*Records supplied*
———
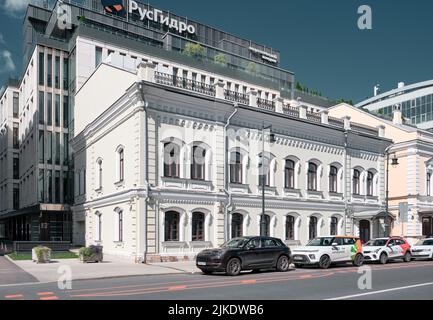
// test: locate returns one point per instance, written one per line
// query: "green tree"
(194, 50)
(252, 68)
(221, 59)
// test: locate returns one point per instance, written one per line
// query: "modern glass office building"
(415, 101)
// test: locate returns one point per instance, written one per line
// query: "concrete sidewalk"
(110, 268)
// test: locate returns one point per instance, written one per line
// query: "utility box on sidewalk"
(91, 254)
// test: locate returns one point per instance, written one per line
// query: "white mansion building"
(166, 166)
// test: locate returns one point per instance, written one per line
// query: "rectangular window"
(50, 186)
(65, 187)
(41, 149)
(16, 168)
(16, 104)
(65, 149)
(57, 187)
(65, 74)
(41, 107)
(121, 226)
(57, 111)
(49, 109)
(49, 148)
(57, 149)
(41, 69)
(15, 139)
(98, 56)
(16, 198)
(50, 71)
(65, 111)
(57, 77)
(41, 186)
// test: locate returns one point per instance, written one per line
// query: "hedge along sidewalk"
(54, 256)
(111, 268)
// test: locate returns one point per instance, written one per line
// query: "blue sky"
(318, 40)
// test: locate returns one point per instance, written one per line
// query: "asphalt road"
(12, 274)
(393, 281)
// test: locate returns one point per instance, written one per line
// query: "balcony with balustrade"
(250, 99)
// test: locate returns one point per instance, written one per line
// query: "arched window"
(370, 189)
(198, 219)
(198, 163)
(264, 171)
(333, 179)
(121, 164)
(119, 225)
(237, 225)
(429, 184)
(98, 216)
(235, 167)
(356, 182)
(427, 226)
(289, 174)
(171, 160)
(267, 224)
(334, 226)
(313, 228)
(172, 220)
(290, 228)
(312, 176)
(99, 174)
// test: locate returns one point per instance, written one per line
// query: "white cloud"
(6, 62)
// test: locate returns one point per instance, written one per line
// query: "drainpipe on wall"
(226, 183)
(345, 182)
(146, 169)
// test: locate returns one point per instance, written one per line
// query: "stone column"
(325, 116)
(253, 98)
(219, 90)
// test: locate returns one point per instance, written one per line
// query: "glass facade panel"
(49, 70)
(57, 111)
(57, 77)
(49, 109)
(41, 108)
(41, 68)
(41, 147)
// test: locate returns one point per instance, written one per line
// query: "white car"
(423, 249)
(324, 251)
(383, 250)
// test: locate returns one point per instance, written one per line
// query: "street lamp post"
(387, 217)
(263, 178)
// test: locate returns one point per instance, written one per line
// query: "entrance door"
(364, 230)
(427, 226)
(44, 228)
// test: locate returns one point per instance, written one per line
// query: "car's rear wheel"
(407, 257)
(325, 262)
(283, 264)
(234, 267)
(383, 259)
(359, 260)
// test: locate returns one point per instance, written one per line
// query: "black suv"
(246, 253)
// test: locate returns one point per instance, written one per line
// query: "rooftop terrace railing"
(234, 96)
(184, 83)
(245, 99)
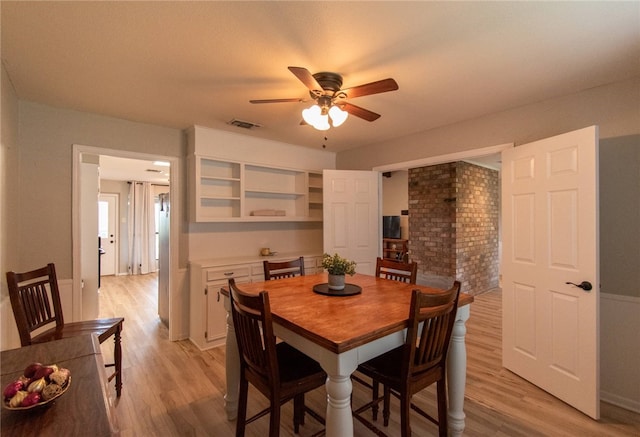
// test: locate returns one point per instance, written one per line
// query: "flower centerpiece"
(337, 267)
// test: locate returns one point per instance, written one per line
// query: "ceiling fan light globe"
(322, 122)
(338, 116)
(310, 115)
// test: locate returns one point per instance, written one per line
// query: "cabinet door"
(216, 317)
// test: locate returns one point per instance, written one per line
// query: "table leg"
(232, 358)
(339, 421)
(457, 373)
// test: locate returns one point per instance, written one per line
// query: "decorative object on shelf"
(337, 267)
(349, 290)
(38, 386)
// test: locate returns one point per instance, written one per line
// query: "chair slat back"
(283, 269)
(430, 326)
(35, 300)
(254, 333)
(397, 270)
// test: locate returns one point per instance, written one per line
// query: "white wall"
(9, 202)
(613, 107)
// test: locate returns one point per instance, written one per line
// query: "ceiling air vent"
(244, 124)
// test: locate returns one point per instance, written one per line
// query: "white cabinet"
(222, 190)
(208, 317)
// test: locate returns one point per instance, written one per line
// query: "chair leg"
(298, 412)
(374, 408)
(386, 410)
(405, 412)
(274, 417)
(442, 408)
(242, 407)
(117, 356)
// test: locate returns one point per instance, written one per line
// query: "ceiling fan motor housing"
(329, 81)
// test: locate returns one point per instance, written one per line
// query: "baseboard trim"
(627, 404)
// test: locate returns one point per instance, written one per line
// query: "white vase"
(336, 282)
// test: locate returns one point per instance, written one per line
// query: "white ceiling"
(177, 64)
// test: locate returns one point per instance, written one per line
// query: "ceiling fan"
(330, 100)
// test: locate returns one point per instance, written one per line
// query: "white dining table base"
(339, 367)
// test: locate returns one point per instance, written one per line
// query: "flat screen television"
(391, 226)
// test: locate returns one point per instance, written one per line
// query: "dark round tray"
(349, 290)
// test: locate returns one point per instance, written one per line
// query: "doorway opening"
(455, 188)
(86, 179)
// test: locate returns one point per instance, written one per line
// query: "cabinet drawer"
(225, 273)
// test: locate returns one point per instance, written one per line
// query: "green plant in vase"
(337, 267)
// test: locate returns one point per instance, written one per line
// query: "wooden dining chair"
(397, 270)
(279, 371)
(35, 299)
(417, 364)
(283, 269)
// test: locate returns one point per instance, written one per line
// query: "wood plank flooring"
(173, 389)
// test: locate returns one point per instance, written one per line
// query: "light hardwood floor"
(173, 389)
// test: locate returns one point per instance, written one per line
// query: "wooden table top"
(82, 410)
(341, 323)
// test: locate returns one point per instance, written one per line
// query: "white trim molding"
(619, 351)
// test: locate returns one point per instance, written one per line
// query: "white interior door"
(108, 232)
(351, 214)
(88, 222)
(164, 229)
(550, 238)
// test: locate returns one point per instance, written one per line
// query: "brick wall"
(453, 224)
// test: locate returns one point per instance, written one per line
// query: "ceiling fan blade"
(277, 101)
(380, 86)
(359, 112)
(306, 78)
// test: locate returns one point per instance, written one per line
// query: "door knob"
(585, 285)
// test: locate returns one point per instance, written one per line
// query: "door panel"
(550, 238)
(107, 231)
(351, 216)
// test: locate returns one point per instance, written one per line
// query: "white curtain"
(141, 229)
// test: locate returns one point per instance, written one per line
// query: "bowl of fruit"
(38, 386)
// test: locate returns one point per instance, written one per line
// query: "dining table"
(84, 409)
(341, 330)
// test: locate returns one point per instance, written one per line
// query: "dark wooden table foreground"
(83, 410)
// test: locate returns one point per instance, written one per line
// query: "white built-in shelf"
(222, 190)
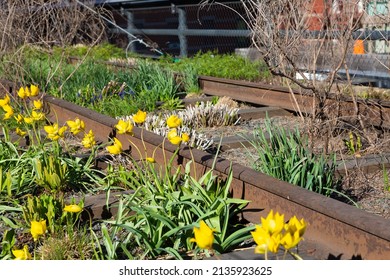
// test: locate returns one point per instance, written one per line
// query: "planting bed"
(331, 222)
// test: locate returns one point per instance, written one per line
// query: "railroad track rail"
(373, 111)
(335, 229)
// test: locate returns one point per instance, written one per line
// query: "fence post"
(182, 28)
(130, 26)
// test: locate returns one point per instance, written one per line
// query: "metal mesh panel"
(184, 30)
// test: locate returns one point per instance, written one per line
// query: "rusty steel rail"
(372, 111)
(335, 229)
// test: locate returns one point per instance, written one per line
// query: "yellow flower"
(38, 229)
(273, 223)
(140, 117)
(294, 225)
(289, 240)
(38, 104)
(54, 132)
(76, 126)
(20, 132)
(124, 127)
(89, 140)
(151, 160)
(204, 236)
(185, 137)
(174, 121)
(175, 140)
(73, 208)
(37, 116)
(265, 241)
(34, 90)
(8, 112)
(116, 148)
(22, 93)
(28, 120)
(5, 101)
(22, 254)
(172, 133)
(19, 118)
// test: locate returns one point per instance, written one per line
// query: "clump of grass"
(229, 66)
(63, 246)
(284, 154)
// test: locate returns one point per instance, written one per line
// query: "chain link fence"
(184, 30)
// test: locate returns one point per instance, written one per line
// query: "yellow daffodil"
(172, 133)
(289, 240)
(38, 104)
(28, 120)
(89, 140)
(20, 132)
(8, 112)
(151, 160)
(274, 224)
(124, 127)
(174, 121)
(5, 101)
(73, 208)
(76, 126)
(185, 137)
(175, 140)
(22, 254)
(38, 229)
(295, 225)
(19, 118)
(116, 148)
(139, 117)
(265, 241)
(34, 90)
(37, 116)
(204, 236)
(54, 132)
(22, 93)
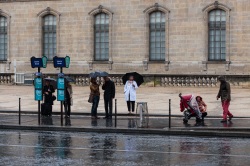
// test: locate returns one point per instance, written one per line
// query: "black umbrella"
(137, 77)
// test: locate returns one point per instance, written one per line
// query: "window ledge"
(216, 62)
(101, 62)
(157, 62)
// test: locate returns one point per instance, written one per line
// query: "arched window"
(49, 36)
(157, 36)
(3, 38)
(217, 35)
(101, 28)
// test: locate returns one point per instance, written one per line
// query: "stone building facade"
(185, 47)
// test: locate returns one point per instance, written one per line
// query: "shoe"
(223, 121)
(230, 118)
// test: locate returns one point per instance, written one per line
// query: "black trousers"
(129, 104)
(108, 104)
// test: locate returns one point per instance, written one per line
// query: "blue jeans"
(95, 105)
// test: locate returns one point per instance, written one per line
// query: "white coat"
(130, 91)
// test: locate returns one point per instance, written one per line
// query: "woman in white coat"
(130, 93)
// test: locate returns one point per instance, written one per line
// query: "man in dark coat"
(48, 91)
(225, 95)
(109, 95)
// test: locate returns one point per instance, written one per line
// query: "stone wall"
(187, 36)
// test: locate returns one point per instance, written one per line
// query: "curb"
(102, 114)
(165, 132)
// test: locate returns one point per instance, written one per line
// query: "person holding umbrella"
(109, 95)
(130, 93)
(95, 92)
(48, 91)
(68, 99)
(131, 81)
(225, 95)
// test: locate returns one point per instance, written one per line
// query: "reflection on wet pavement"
(60, 148)
(122, 122)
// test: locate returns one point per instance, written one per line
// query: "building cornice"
(12, 1)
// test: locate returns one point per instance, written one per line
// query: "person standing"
(109, 95)
(46, 107)
(225, 95)
(48, 91)
(130, 93)
(95, 91)
(202, 106)
(68, 100)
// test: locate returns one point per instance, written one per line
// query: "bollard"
(19, 111)
(169, 114)
(115, 112)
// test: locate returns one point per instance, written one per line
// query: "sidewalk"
(239, 127)
(157, 98)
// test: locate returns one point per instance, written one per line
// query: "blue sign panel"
(60, 95)
(36, 62)
(38, 94)
(59, 62)
(38, 83)
(60, 83)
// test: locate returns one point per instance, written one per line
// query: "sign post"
(38, 81)
(60, 62)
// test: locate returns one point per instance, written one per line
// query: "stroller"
(190, 108)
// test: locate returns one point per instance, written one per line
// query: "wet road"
(59, 148)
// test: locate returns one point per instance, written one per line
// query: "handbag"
(91, 98)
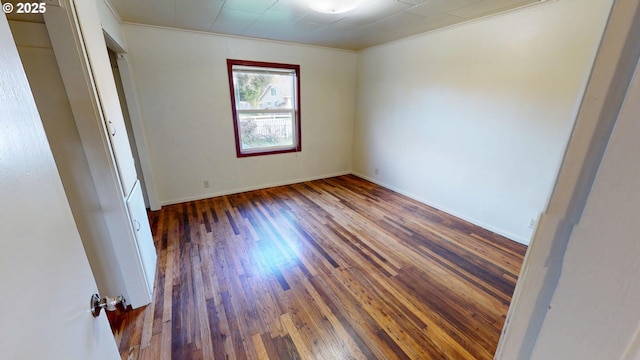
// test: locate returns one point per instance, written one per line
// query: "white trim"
(251, 188)
(482, 224)
(113, 11)
(135, 115)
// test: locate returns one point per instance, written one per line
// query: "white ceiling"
(373, 22)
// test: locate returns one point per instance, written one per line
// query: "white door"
(45, 279)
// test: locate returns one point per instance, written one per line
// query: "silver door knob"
(107, 303)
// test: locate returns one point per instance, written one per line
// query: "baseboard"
(250, 188)
(464, 217)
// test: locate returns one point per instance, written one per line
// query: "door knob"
(107, 303)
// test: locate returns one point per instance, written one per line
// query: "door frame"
(609, 80)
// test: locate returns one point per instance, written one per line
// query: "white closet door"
(144, 238)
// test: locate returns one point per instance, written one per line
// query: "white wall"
(594, 311)
(182, 83)
(474, 119)
(41, 67)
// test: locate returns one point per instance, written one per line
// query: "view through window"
(265, 100)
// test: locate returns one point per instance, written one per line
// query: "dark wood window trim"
(296, 103)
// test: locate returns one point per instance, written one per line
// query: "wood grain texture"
(331, 269)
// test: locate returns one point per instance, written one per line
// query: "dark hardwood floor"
(330, 269)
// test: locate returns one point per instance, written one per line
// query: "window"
(265, 100)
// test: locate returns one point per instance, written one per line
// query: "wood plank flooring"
(330, 269)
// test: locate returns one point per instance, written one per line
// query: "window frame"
(297, 131)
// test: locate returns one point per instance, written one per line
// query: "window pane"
(255, 90)
(259, 130)
(266, 107)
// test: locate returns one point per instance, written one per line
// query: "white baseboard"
(250, 188)
(482, 224)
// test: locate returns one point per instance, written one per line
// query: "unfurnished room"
(320, 179)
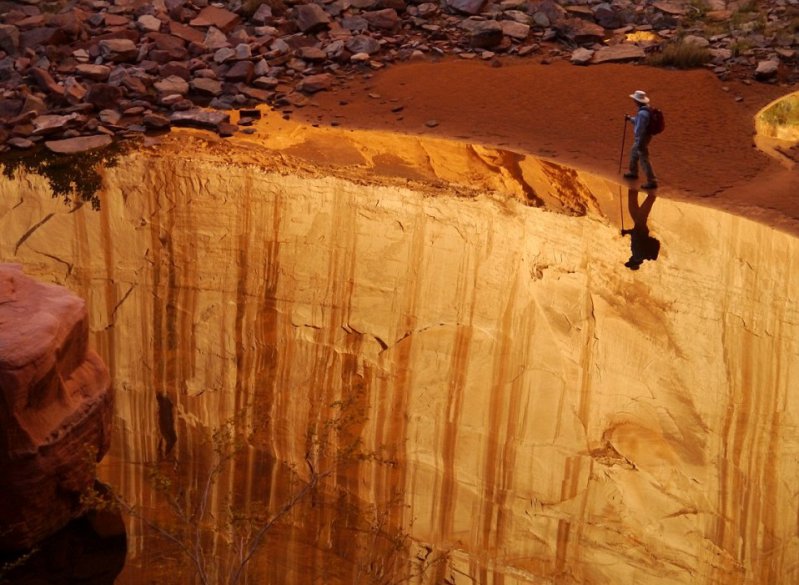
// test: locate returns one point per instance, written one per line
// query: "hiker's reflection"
(642, 245)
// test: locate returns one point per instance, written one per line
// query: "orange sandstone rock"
(55, 408)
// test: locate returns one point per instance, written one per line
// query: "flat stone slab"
(199, 119)
(618, 53)
(79, 144)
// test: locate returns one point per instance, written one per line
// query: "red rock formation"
(55, 408)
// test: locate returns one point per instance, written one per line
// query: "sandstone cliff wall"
(552, 416)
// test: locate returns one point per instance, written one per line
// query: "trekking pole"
(623, 138)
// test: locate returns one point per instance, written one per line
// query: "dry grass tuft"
(680, 55)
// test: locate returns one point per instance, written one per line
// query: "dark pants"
(640, 152)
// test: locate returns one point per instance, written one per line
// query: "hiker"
(640, 149)
(642, 245)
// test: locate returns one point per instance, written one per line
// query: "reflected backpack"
(657, 122)
(651, 248)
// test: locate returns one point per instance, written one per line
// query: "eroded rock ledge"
(56, 407)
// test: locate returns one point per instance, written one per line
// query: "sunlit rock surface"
(542, 414)
(55, 412)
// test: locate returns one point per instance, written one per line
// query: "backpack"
(657, 122)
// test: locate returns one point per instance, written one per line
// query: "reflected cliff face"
(423, 361)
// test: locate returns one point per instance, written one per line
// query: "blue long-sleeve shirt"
(641, 124)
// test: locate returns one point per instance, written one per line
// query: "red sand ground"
(575, 115)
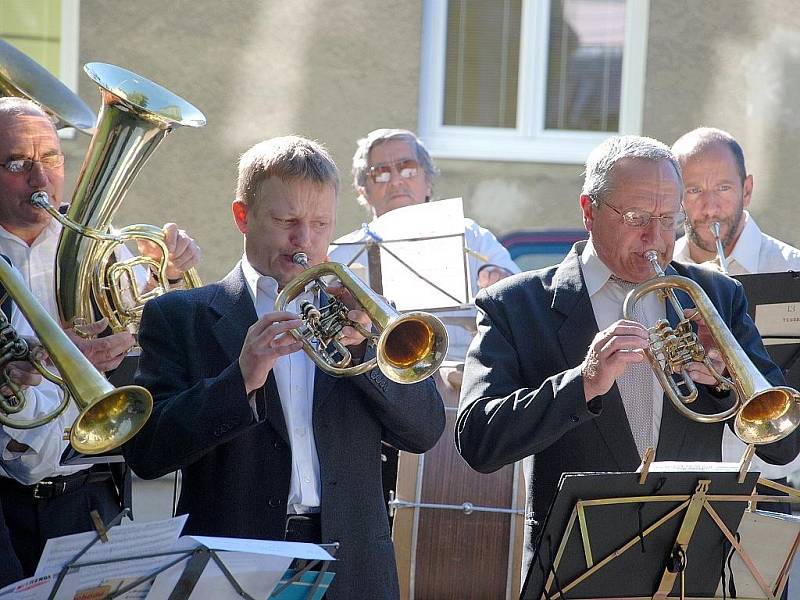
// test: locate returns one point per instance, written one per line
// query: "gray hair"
(379, 136)
(289, 158)
(598, 181)
(701, 139)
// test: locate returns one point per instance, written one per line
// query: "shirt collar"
(747, 247)
(595, 272)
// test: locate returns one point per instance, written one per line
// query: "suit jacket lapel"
(575, 335)
(235, 306)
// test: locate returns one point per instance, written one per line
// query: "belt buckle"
(51, 491)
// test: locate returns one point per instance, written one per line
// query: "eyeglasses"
(407, 168)
(639, 218)
(24, 165)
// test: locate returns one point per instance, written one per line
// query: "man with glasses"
(42, 498)
(556, 374)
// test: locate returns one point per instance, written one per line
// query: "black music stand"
(777, 288)
(624, 535)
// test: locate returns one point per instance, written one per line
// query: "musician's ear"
(239, 210)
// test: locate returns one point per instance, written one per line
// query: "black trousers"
(63, 508)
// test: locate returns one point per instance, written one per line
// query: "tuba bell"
(135, 116)
(762, 413)
(108, 416)
(23, 77)
(409, 347)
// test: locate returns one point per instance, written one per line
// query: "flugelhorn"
(763, 413)
(108, 416)
(409, 347)
(721, 259)
(135, 116)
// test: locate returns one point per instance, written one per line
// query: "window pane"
(34, 26)
(585, 64)
(482, 62)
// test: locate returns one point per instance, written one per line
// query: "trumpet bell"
———
*The exercise*
List every line of the records that contains the string "dining".

*Result for this exercise*
// query: "white dining table base"
// query: "wooden dining chair"
// query: "dining table"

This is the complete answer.